===== Task inputs

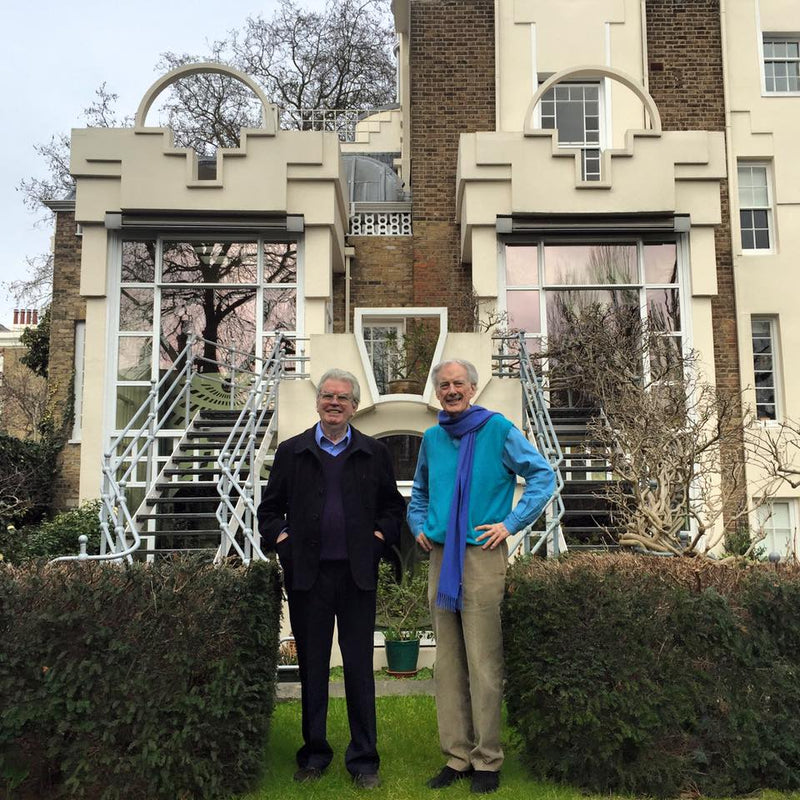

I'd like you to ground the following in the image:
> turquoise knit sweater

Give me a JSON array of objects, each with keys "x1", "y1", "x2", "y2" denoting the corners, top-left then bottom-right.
[{"x1": 421, "y1": 414, "x2": 515, "y2": 545}]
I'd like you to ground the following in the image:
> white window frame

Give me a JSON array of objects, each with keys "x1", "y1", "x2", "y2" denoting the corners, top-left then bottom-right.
[
  {"x1": 737, "y1": 162, "x2": 774, "y2": 253},
  {"x1": 353, "y1": 307, "x2": 448, "y2": 404},
  {"x1": 362, "y1": 320, "x2": 405, "y2": 395},
  {"x1": 70, "y1": 321, "x2": 86, "y2": 442},
  {"x1": 751, "y1": 316, "x2": 782, "y2": 423},
  {"x1": 755, "y1": 499, "x2": 797, "y2": 560},
  {"x1": 537, "y1": 80, "x2": 604, "y2": 181},
  {"x1": 500, "y1": 238, "x2": 688, "y2": 385},
  {"x1": 761, "y1": 34, "x2": 800, "y2": 95}
]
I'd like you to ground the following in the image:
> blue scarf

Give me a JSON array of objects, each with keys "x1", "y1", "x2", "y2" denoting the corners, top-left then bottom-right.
[{"x1": 436, "y1": 405, "x2": 497, "y2": 611}]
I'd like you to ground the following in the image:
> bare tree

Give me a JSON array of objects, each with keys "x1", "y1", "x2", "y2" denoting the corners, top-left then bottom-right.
[
  {"x1": 12, "y1": 0, "x2": 396, "y2": 296},
  {"x1": 0, "y1": 352, "x2": 48, "y2": 441},
  {"x1": 544, "y1": 303, "x2": 776, "y2": 557}
]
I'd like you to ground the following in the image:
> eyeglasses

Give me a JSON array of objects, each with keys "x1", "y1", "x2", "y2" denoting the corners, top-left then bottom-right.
[
  {"x1": 437, "y1": 381, "x2": 468, "y2": 391},
  {"x1": 319, "y1": 392, "x2": 354, "y2": 403}
]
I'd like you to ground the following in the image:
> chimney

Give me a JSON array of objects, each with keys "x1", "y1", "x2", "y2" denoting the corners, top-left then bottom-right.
[{"x1": 13, "y1": 309, "x2": 18, "y2": 326}]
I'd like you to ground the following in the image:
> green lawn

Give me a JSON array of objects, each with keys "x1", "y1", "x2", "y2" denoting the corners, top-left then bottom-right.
[{"x1": 237, "y1": 695, "x2": 800, "y2": 800}]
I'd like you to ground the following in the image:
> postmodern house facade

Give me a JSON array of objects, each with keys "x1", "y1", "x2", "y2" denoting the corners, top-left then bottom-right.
[{"x1": 44, "y1": 0, "x2": 800, "y2": 561}]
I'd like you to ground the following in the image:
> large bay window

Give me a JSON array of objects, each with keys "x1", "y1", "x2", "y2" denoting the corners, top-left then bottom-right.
[
  {"x1": 504, "y1": 240, "x2": 682, "y2": 380},
  {"x1": 115, "y1": 237, "x2": 298, "y2": 433}
]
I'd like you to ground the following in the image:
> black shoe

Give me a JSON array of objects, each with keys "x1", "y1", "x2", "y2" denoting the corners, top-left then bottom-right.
[
  {"x1": 427, "y1": 765, "x2": 474, "y2": 789},
  {"x1": 353, "y1": 772, "x2": 381, "y2": 789},
  {"x1": 293, "y1": 766, "x2": 324, "y2": 783},
  {"x1": 471, "y1": 770, "x2": 499, "y2": 794}
]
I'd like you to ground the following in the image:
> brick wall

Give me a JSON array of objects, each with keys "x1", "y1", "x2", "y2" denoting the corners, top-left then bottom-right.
[
  {"x1": 409, "y1": 0, "x2": 495, "y2": 329},
  {"x1": 334, "y1": 237, "x2": 415, "y2": 332},
  {"x1": 48, "y1": 209, "x2": 85, "y2": 508},
  {"x1": 646, "y1": 0, "x2": 745, "y2": 519}
]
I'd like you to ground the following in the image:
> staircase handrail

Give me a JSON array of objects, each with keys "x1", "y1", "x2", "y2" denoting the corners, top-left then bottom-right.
[
  {"x1": 215, "y1": 335, "x2": 287, "y2": 563},
  {"x1": 52, "y1": 334, "x2": 261, "y2": 563},
  {"x1": 492, "y1": 333, "x2": 565, "y2": 556}
]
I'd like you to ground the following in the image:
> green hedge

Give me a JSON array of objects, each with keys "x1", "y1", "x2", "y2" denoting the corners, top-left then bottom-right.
[
  {"x1": 503, "y1": 554, "x2": 800, "y2": 798},
  {"x1": 0, "y1": 557, "x2": 282, "y2": 799},
  {"x1": 0, "y1": 501, "x2": 102, "y2": 565}
]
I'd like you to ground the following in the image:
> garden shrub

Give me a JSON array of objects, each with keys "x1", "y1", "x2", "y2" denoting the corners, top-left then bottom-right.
[
  {"x1": 0, "y1": 556, "x2": 282, "y2": 799},
  {"x1": 1, "y1": 501, "x2": 102, "y2": 564},
  {"x1": 503, "y1": 554, "x2": 800, "y2": 797},
  {"x1": 0, "y1": 434, "x2": 58, "y2": 532}
]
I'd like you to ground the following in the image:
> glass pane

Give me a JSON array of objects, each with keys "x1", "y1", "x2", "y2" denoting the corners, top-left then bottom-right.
[
  {"x1": 117, "y1": 337, "x2": 152, "y2": 381},
  {"x1": 756, "y1": 388, "x2": 776, "y2": 405},
  {"x1": 753, "y1": 354, "x2": 774, "y2": 370},
  {"x1": 121, "y1": 241, "x2": 155, "y2": 283},
  {"x1": 264, "y1": 288, "x2": 297, "y2": 332},
  {"x1": 755, "y1": 371, "x2": 775, "y2": 387},
  {"x1": 264, "y1": 242, "x2": 297, "y2": 283},
  {"x1": 644, "y1": 244, "x2": 678, "y2": 283},
  {"x1": 755, "y1": 228, "x2": 771, "y2": 249},
  {"x1": 506, "y1": 290, "x2": 541, "y2": 333},
  {"x1": 161, "y1": 241, "x2": 258, "y2": 284},
  {"x1": 119, "y1": 288, "x2": 154, "y2": 332},
  {"x1": 544, "y1": 244, "x2": 637, "y2": 285},
  {"x1": 557, "y1": 102, "x2": 585, "y2": 143},
  {"x1": 505, "y1": 246, "x2": 538, "y2": 286},
  {"x1": 647, "y1": 289, "x2": 681, "y2": 332},
  {"x1": 545, "y1": 288, "x2": 640, "y2": 340},
  {"x1": 751, "y1": 318, "x2": 772, "y2": 337},
  {"x1": 116, "y1": 385, "x2": 150, "y2": 428},
  {"x1": 649, "y1": 335, "x2": 683, "y2": 382},
  {"x1": 741, "y1": 229, "x2": 755, "y2": 250},
  {"x1": 159, "y1": 288, "x2": 257, "y2": 374}
]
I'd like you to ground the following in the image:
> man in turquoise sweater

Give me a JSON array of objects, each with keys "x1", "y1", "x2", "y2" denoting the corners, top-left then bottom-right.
[{"x1": 407, "y1": 359, "x2": 555, "y2": 795}]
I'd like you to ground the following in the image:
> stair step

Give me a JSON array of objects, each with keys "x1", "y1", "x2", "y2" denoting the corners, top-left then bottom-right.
[
  {"x1": 137, "y1": 512, "x2": 218, "y2": 521},
  {"x1": 163, "y1": 468, "x2": 224, "y2": 476},
  {"x1": 145, "y1": 528, "x2": 224, "y2": 536},
  {"x1": 148, "y1": 496, "x2": 219, "y2": 505}
]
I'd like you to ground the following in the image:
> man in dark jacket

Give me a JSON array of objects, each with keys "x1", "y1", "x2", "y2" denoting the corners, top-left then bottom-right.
[{"x1": 257, "y1": 368, "x2": 405, "y2": 789}]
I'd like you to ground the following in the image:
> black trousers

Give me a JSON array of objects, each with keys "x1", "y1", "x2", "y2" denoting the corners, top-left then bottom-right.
[{"x1": 287, "y1": 560, "x2": 379, "y2": 776}]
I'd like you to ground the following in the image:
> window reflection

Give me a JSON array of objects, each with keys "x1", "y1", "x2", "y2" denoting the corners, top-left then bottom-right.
[
  {"x1": 544, "y1": 244, "x2": 637, "y2": 285},
  {"x1": 159, "y1": 288, "x2": 257, "y2": 374},
  {"x1": 121, "y1": 241, "x2": 156, "y2": 283},
  {"x1": 119, "y1": 288, "x2": 154, "y2": 332},
  {"x1": 161, "y1": 241, "x2": 258, "y2": 284}
]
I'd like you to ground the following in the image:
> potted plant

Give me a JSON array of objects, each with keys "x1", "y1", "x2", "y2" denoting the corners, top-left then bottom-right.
[
  {"x1": 384, "y1": 321, "x2": 437, "y2": 395},
  {"x1": 376, "y1": 557, "x2": 430, "y2": 675}
]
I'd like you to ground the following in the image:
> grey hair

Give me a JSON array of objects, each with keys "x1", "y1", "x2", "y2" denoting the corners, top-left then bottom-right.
[
  {"x1": 431, "y1": 359, "x2": 479, "y2": 387},
  {"x1": 317, "y1": 368, "x2": 361, "y2": 405}
]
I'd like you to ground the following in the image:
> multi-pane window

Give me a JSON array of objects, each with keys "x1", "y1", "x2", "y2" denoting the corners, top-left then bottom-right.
[
  {"x1": 362, "y1": 322, "x2": 404, "y2": 394},
  {"x1": 751, "y1": 317, "x2": 780, "y2": 421},
  {"x1": 763, "y1": 36, "x2": 800, "y2": 93},
  {"x1": 116, "y1": 238, "x2": 298, "y2": 431},
  {"x1": 505, "y1": 241, "x2": 681, "y2": 359},
  {"x1": 540, "y1": 83, "x2": 602, "y2": 181},
  {"x1": 738, "y1": 163, "x2": 772, "y2": 251},
  {"x1": 756, "y1": 500, "x2": 795, "y2": 559}
]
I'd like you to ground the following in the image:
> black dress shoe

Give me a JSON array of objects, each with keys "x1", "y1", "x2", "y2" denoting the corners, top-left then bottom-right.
[
  {"x1": 353, "y1": 772, "x2": 381, "y2": 789},
  {"x1": 470, "y1": 770, "x2": 500, "y2": 794},
  {"x1": 427, "y1": 765, "x2": 473, "y2": 788},
  {"x1": 293, "y1": 766, "x2": 324, "y2": 782}
]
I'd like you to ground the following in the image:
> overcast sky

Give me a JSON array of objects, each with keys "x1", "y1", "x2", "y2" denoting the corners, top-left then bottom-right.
[{"x1": 0, "y1": 0, "x2": 323, "y2": 329}]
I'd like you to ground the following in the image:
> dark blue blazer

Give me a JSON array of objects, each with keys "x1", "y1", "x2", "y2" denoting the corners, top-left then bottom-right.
[{"x1": 257, "y1": 425, "x2": 405, "y2": 591}]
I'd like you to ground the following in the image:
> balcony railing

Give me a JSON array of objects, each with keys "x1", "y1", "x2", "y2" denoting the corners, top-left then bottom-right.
[{"x1": 280, "y1": 108, "x2": 377, "y2": 142}]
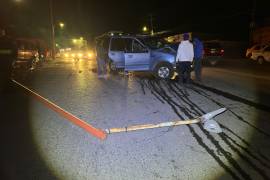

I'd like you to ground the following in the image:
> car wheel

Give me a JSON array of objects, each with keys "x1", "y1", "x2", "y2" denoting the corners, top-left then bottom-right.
[
  {"x1": 257, "y1": 56, "x2": 264, "y2": 65},
  {"x1": 154, "y1": 63, "x2": 173, "y2": 79}
]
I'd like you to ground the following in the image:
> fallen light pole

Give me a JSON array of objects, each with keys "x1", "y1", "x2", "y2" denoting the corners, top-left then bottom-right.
[
  {"x1": 105, "y1": 108, "x2": 225, "y2": 134},
  {"x1": 12, "y1": 79, "x2": 107, "y2": 140},
  {"x1": 13, "y1": 79, "x2": 225, "y2": 140}
]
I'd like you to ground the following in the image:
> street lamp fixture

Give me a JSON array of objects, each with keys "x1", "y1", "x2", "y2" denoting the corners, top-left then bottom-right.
[
  {"x1": 143, "y1": 26, "x2": 148, "y2": 32},
  {"x1": 59, "y1": 22, "x2": 65, "y2": 29}
]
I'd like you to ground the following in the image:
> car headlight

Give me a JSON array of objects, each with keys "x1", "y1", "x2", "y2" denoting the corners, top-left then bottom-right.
[
  {"x1": 64, "y1": 53, "x2": 69, "y2": 57},
  {"x1": 71, "y1": 53, "x2": 75, "y2": 57},
  {"x1": 88, "y1": 53, "x2": 93, "y2": 58},
  {"x1": 78, "y1": 53, "x2": 83, "y2": 58}
]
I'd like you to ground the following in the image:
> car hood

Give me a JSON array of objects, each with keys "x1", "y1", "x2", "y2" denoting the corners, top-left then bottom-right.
[
  {"x1": 152, "y1": 46, "x2": 176, "y2": 55},
  {"x1": 151, "y1": 47, "x2": 176, "y2": 63}
]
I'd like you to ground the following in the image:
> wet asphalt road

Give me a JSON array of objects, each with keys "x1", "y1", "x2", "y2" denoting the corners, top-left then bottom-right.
[{"x1": 1, "y1": 58, "x2": 270, "y2": 180}]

==========

Which of the lines in the data contain the string "window"? Return each one.

> white window frame
> large bay window
> window reflection
> multi-pane window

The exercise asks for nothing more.